**Exercise prompt**: Copy each of the items below word for word, with nothing changed or left out.

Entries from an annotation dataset
Begin

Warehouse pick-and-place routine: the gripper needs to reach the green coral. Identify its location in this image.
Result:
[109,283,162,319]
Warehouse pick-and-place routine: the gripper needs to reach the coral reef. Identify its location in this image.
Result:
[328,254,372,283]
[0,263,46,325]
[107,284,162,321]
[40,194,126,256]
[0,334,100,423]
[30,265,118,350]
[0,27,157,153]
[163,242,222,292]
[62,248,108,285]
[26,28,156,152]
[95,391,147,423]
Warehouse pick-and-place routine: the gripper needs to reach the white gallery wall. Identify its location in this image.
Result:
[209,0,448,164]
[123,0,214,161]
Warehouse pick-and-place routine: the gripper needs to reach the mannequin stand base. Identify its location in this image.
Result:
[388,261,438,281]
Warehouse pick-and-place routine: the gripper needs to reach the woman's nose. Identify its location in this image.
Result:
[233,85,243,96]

End

**Solution to this task**:
Warehouse pick-and-place routine: the gripper needs to reach the green coral. Identify its location in this image.
Result:
[109,283,162,319]
Warehouse pick-and-place routine: the gripper needs to reach the coral reef. Identify its location in this image.
Result:
[328,254,372,283]
[0,263,46,325]
[107,284,162,321]
[40,194,126,256]
[0,334,100,423]
[30,265,118,350]
[0,27,157,153]
[163,242,222,292]
[62,248,108,285]
[26,28,156,152]
[95,391,147,423]
Warehouse pick-and-place routine: the gripper needs to reach the white gallery wall. Identify its location in this image.
Result:
[209,0,448,164]
[123,0,214,161]
Warehouse pick-and-place routine: the gripper needs to reach the mannequin stand base. Identify its location in this image.
Result:
[388,261,438,281]
Warehouse pick-and-place routine: the gripper needs to reach the woman's nose. Identify its location in this image.
Result:
[233,85,243,96]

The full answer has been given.